* [СТРАНИЦА]
- - -

Автор: Пользователь скрыл имя, 10 Октября 2011 в 20:28, реферат
Как-то один человек мне сказал: “Послушайте, если вы это сделаете, то тогда через шесть недель Германия погибнет". Я говорю: “Что вы имеете в виду? ” - “Тогда Германия развалится". Я говорю: “Что вы имеете в виду? ” - “Тогда Германии конец". Я ответил: “Немецкий народ в былые времена выдержал войны с римлянами. Немецкий народ выдержал переселение народов. После немецкий народ выдержал большие войны раннего и позднего Средневековья.
Феномен застылости, с которым так часто сталкиваешься на протяжении всей этой жизни, и обретает именно на таком фоне свое истинное значение: он хотел остановить то неповторимое мгновение, какое являл собой мир в пору его, Гитлера, становления. В отличие от фашистского типа вообще, от Муссолини, Морраса или даже Гиммлера, Гитлер был соблазнен не историей, а тем, что пережил он в период своего формирования - ознобом счастья и страха. Поэтому и спасение, которое он стремился принести, непременно должно было идти под знаком великого XIX века. Вся картина мира Гитлера, его маниакальные представления о борьбе за жизнь, о расе, пространстве, как и сохранившееся у него до самого конца восхищение идолами и великими мужами его молодости, да и вообще великими мужами… История, вплоть до последних его дней, до абсурдных его надежд, связанных со смертью Рузвельта в апреле 1945 года, представлялась ему фикцией. То же самое сказывается и в многочисленных трудностях, мешавших ему представить себе горизонты текущего века: постоянно всплывавшая в его выступлениях пугающая цифра - 140 жителей на один квадратный километр - которой он стремился оправдать свои притязания на расширение “жизненного пространства", раскрывает его неспособность найти современные по своей сути решения, направленные на завоевание внутреннего жизненного пространства, срывает с него маску поборника модернизации, по крайней мере, частично, как всего лишь показной атрибут. В целом же мир, уже стоявший тогда на пороге атомного века, оставался в его представлении идентичным тому, на который - так заявлял он не без оттенка благодарной признательности еще в феврале 1942 года - когда-то открыл ему глаза Карл Май.

- - -

* [КОРОТКОЕ ЗАДАНИЕ] Напишите продолжение текста о картине мира Гитлера, начав сразу после его последнего предложения.

- - -

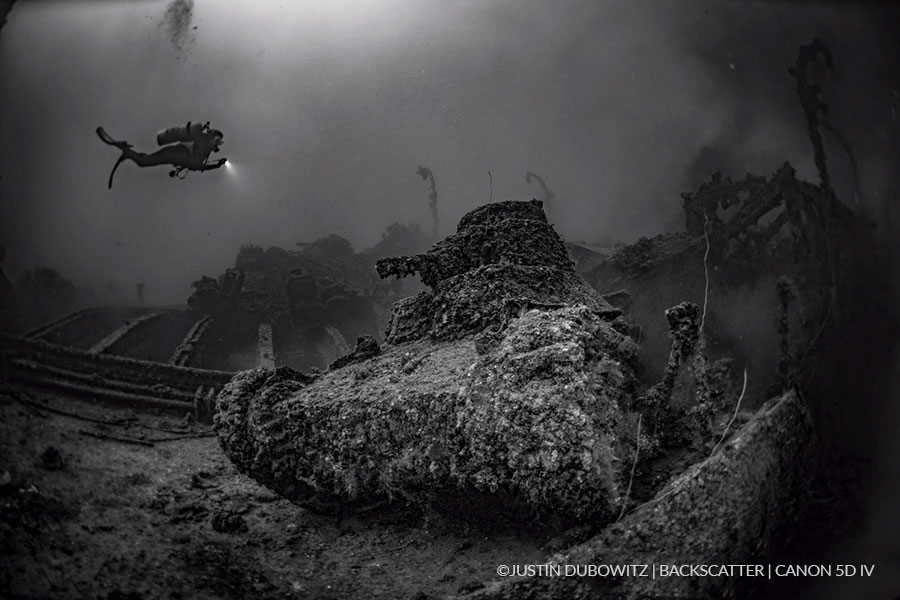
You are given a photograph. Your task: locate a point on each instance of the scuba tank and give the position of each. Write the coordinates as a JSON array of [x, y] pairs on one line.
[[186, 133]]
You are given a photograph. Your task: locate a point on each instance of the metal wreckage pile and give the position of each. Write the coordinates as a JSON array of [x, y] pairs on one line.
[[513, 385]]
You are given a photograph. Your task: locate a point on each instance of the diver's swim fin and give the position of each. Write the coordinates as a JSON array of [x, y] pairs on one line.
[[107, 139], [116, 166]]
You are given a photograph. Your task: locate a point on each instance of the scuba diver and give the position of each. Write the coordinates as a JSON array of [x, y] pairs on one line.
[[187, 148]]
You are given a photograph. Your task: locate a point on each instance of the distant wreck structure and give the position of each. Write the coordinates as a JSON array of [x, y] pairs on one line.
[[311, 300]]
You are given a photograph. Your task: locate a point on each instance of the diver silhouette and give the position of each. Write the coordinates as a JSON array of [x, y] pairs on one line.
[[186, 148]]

- - -

* [ОТВЕТ К ЗАДАНИЮ]
Да и суть величия как такового он понимал на лубочный лад, в стиле старых приключенческих романов - в образе сверхчеловека-одиночки. К его картине мира относится то, что он хотел быть не просто великим, а великим в манере, стиле и темпераменте человека искусства, и когда он в одной из своих речей провозгласил “диктатуру гения", то явно имел в виду право на господство людей искусства. Примечательно, что свое представление о величии он видел в образах Фридриха Великого и Рихарда Вагнера - двух явлений, равным образом связанных с художественной и политической сферой, и определял его как “героическое“. В принципе, он рассматривал величие как категорию, выражающую статичность и нашедшую наилучшее воплощение в памятниках, и не требуется никаких обстоятельных попыток истолкования, чтобы обнаружить тут психопатический характер. Отпечаток этого лежал на всем поведении волевого человека, как оно было им усвоено. Но сколько же скрывалось за этим апатии, нерешительности и нервозности. Подобным же образом искусственной и натужной выглядела его аморальность, которой он охотнее всего предал бы холодность свободной, обладающей грубой силой натуры - натуры человека-господина, чтобы скрыть, сколько тайной страсти к возмездию переполняло его. Несмотря на всю свою макиавеллистскую вольность, чем он так нравился самому себе, он, конечно же, не был свободен от вмешательства со стороны морали. Внутренний холод, слабость нервов, компенсируемая повадками сверхчеловека, - и в этом распознается связь Гитлера с поздней буржуазной эпохой XIX века, временами Вагнера и Ницше.
Однако характерным для этой связи является как раз то, что она была полна изломов и необычностей: несмотря на все свои мелкобуржуазные наклонности, он в действительности не принадлежал к этому миру, во всяком случае, его корни никогда не достигали тут достаточной глубины, чтобы он разглядел ограниченность, присущую ему. По этой же причине его оборонительная реакция и была преисполнена таких неприязненных чувств, и поэтому-то он довел оборону мира, о защите которого говорил, до разрушения этого мира.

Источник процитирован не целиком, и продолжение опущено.